→ EXERCISE DETAILS:
Reproduce the material in full, exactly as written.

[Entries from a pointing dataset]
════════

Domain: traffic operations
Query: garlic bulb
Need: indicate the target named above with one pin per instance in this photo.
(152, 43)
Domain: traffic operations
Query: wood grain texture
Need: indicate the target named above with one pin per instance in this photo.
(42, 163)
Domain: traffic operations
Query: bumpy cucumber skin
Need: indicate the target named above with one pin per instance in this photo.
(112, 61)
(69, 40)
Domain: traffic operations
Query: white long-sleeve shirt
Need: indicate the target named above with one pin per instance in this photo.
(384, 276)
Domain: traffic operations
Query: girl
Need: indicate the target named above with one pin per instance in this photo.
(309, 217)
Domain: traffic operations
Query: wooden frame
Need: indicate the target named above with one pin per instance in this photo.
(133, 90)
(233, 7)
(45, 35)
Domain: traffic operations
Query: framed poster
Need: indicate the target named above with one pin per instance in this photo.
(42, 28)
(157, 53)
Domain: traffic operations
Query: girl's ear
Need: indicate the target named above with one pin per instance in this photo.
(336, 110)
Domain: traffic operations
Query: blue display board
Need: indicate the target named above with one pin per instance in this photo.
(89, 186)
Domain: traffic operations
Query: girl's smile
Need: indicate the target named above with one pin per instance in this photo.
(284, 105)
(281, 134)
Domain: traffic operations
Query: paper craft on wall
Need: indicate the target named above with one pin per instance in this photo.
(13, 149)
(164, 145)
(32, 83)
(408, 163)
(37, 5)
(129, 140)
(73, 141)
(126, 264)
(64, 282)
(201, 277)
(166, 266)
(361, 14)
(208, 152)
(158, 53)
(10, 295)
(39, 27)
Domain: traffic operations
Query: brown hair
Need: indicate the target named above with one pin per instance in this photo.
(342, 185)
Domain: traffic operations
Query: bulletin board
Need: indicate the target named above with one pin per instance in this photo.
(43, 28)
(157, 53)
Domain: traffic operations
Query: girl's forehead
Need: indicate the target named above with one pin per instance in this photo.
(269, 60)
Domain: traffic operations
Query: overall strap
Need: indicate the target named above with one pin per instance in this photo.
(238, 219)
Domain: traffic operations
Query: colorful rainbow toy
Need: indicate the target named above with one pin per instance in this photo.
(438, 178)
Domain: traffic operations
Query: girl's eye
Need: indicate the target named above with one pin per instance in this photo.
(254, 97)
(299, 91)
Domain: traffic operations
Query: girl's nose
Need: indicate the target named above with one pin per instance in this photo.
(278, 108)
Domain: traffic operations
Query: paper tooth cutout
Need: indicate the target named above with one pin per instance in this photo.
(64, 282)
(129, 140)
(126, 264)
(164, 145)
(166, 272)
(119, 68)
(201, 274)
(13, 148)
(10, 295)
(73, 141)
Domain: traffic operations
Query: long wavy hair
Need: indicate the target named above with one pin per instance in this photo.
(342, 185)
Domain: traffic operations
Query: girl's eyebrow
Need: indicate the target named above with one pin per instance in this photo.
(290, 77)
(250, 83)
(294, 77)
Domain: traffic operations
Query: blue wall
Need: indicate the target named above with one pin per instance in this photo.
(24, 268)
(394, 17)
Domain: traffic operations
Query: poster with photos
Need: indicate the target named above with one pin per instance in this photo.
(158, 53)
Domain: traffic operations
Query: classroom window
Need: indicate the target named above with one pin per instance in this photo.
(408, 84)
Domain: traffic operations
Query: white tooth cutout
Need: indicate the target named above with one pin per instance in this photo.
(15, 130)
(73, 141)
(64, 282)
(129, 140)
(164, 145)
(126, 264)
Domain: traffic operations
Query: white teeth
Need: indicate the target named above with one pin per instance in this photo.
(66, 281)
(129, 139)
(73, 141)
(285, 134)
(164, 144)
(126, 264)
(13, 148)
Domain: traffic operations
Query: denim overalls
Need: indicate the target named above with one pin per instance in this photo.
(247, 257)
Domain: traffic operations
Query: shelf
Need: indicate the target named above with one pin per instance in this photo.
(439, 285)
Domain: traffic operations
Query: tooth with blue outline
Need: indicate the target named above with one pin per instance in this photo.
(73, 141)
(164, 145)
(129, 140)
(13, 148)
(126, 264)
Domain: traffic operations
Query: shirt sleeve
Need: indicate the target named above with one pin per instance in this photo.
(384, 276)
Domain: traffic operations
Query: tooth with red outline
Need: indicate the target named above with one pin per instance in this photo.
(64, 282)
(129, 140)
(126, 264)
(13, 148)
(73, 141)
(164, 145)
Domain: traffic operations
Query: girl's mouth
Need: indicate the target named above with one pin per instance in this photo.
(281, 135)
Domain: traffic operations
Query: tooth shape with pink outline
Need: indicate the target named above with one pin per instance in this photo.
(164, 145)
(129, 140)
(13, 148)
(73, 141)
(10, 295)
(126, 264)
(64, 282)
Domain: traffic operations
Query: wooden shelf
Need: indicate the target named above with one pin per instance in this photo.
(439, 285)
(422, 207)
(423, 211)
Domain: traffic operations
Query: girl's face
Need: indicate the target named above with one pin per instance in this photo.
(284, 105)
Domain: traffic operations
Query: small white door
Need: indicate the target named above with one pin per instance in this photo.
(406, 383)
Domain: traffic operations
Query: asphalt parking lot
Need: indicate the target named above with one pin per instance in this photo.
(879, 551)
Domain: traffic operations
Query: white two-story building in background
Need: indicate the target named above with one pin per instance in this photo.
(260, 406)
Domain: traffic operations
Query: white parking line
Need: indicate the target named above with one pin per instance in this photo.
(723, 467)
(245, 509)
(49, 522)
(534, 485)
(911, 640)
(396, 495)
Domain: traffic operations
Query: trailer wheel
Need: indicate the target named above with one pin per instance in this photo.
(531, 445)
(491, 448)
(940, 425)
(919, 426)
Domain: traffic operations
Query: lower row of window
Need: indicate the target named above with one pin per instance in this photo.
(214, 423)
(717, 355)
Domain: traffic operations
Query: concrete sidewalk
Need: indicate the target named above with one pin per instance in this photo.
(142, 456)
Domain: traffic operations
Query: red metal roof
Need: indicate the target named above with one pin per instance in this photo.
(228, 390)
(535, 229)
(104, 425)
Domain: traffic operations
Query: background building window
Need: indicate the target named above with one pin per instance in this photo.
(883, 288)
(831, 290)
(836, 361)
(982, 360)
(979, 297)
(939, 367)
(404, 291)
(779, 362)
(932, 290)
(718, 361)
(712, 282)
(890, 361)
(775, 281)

════════

→ PROBLEM SOLUTION:
Domain: traffic operations
Query: garlic bulb
Need: indicate the target named above with one pin per instance in this photo.
(152, 43)
Domain: traffic operations
Query: wood grain texture
Need: indicate the target named above with one pin per instance in this photo.
(42, 163)
Domain: traffic operations
Query: bumpy cucumber skin
Need: indicate the target named above with one pin per instance in this photo.
(112, 61)
(69, 40)
Domain: traffic operations
Query: white long-sleeve shirt
Need: indicate the target named above with one pin per instance in this photo.
(384, 276)
Domain: traffic operations
Query: girl
Need: indicate the target named above with one pin per instance in this photo.
(309, 217)
Domain: traffic operations
Query: wooden frame
Need: indicate the target named above with one pin per instance in this photo.
(133, 90)
(233, 7)
(45, 35)
Domain: traffic operations
Query: framed poster
Need: indicate the target named above with one pin per instance in this photo.
(42, 28)
(157, 53)
Domain: traffic operations
Query: girl's ear
Need: indicate the target named above with one pin per instance in this photo.
(336, 110)
Domain: traffic operations
Query: blue display board
Need: indicate the target named above with one pin per instance in this photo.
(89, 186)
Domain: traffic operations
Query: girl's smile
Need: indicate the target named above with one pin per instance in this photo.
(284, 105)
(281, 134)
Domain: traffic operations
Query: paper craft on wall
Need: indicate the target named above with one pin per instance in this photo.
(13, 149)
(164, 145)
(32, 83)
(408, 163)
(37, 5)
(129, 140)
(73, 141)
(126, 264)
(64, 282)
(201, 277)
(166, 266)
(361, 14)
(208, 152)
(158, 53)
(10, 295)
(39, 27)
Domain: traffic operations
Query: brown hair
Need: indicate the target named above with one pin per instance in this photo.
(342, 185)
Domain: traffic operations
Query: bulletin board
Need: indicate the target named above with one pin per instance in this photo.
(43, 28)
(157, 53)
Domain: traffic operations
Query: girl's forehead
Need: indicate the target named above with one pin per instance in this photo.
(269, 60)
Domain: traffic operations
Query: overall strap
Need: indicate the target named above with one pin per instance in this photo.
(238, 219)
Domain: traffic operations
Query: colorful rainbow toy
Need: indicate the target named above with one pin per instance in this photo.
(438, 178)
Domain: traffic operations
Query: girl's eye
Need: indicate the target named above with one pin per instance in this photo.
(254, 97)
(299, 91)
Domain: traffic operations
Query: girl's nose
Need: indicate the target named above with one pin per instance in this photo.
(278, 108)
Domain: traffic operations
Query: paper tooth cutout
Need: indicate the target named above with one pin per instance in this photo.
(64, 282)
(129, 140)
(126, 264)
(164, 145)
(166, 272)
(119, 68)
(201, 274)
(13, 148)
(10, 295)
(73, 141)
Domain: traffic operations
Query: long wavy hair
Need: indicate the target named above with one pin per instance in this photo.
(342, 185)
Domain: traffic operations
Query: girl's eyebrow
Need: indicate the target named above with one pin per instance in this photo.
(290, 77)
(250, 83)
(294, 77)
Domain: traffic operations
Query: blue wall
Need: indicate the target named above with one pin per instance in this photo.
(24, 268)
(394, 17)
Domain: traffic operations
Query: poster with photos
Need: indicate the target named above with one pin per instance in this photo.
(158, 53)
Domain: traffic operations
Query: classroom window
Need: indicate the target named above with one pin per instance in this photo.
(408, 84)
Domain: traffic operations
Query: white tooth cutout
Need: indicate the target named above with one pin per instance in this photo.
(15, 130)
(73, 141)
(64, 282)
(129, 140)
(164, 145)
(126, 264)
Domain: traffic operations
Query: white teeth
Need: indicate the target named above with one pin per instance in this photo.
(66, 281)
(129, 139)
(73, 141)
(285, 134)
(164, 144)
(126, 264)
(13, 148)
Domain: traffic operations
Query: denim overalls
Need: indicate the target named above with one pin per instance in this photo.
(247, 257)
Domain: traffic operations
Query: shelf
Need: indicate the target named above with one pin per instance in this photo.
(439, 285)
Domain: traffic operations
Query: tooth with blue outline
Need: indicate the target named above with one pin per instance in this photo.
(73, 141)
(164, 145)
(129, 140)
(13, 148)
(126, 264)
Domain: traffic operations
Query: shirt sleeve
Need: indicate the target named above with one pin per instance in this photo.
(384, 276)
Domain: traffic operations
Query: tooth with red outline
Need: indicate the target named above with one pin per instance in this photo.
(64, 282)
(129, 140)
(126, 264)
(13, 148)
(73, 141)
(164, 145)
Domain: traffic operations
Query: girl's mouth
Need: indicate the target named above with one pin per instance in this photo.
(281, 135)
Domain: traffic operations
Query: tooth shape with pink outline
Need: indicate the target named above with one pin per instance in this photo.
(164, 145)
(129, 140)
(13, 148)
(73, 141)
(10, 295)
(126, 264)
(64, 282)
Domain: traffic operations
Query: wooden shelf
Need: indicate the target named above with one pin per instance in this photo.
(439, 285)
(422, 207)
(423, 211)
Domain: traffic operations
Query: girl's face
Need: indicate the target named above with one pin per instance in this photo.
(284, 105)
Domain: traffic operations
Query: small white door
Need: indicate the target named above with one pin per instance in this photo.
(406, 383)
Domain: traffic operations
Query: asphalt parking lot
Need: indicate the target named above with one pin per instance in this photo.
(879, 551)
Domain: traffic operations
Query: white two-story building in background
Need: indicate the target named above with one pin per instance in this photo.
(260, 406)
Domain: traffic operations
Query: white parking line
Need: indicate the target named above with one pin per instance in this photo.
(723, 467)
(245, 509)
(49, 522)
(534, 485)
(911, 640)
(396, 495)
Domain: traffic operations
Query: trailer wheel
Need: indicate the target named above with one pin per instance in this photo.
(531, 445)
(491, 448)
(940, 425)
(919, 426)
Domain: traffic operations
Query: lower row of window
Need: indicate the target named above with one pin per instance in this photo.
(214, 423)
(717, 355)
Domain: traffic operations
Query: concrete sidewalk
Need: indicate the target named above with one pin per instance in this photo.
(142, 456)
Domain: traffic operations
Query: red metal roof
Need: indicate the target named above with one pin per instance in this photo.
(228, 390)
(535, 229)
(104, 425)
Domain: traffic operations
Query: background building window
Need: indicate the target named above with one pin per instance in this photo.
(883, 288)
(831, 290)
(836, 361)
(982, 360)
(979, 297)
(939, 367)
(404, 291)
(779, 362)
(932, 290)
(718, 361)
(712, 282)
(890, 361)
(775, 281)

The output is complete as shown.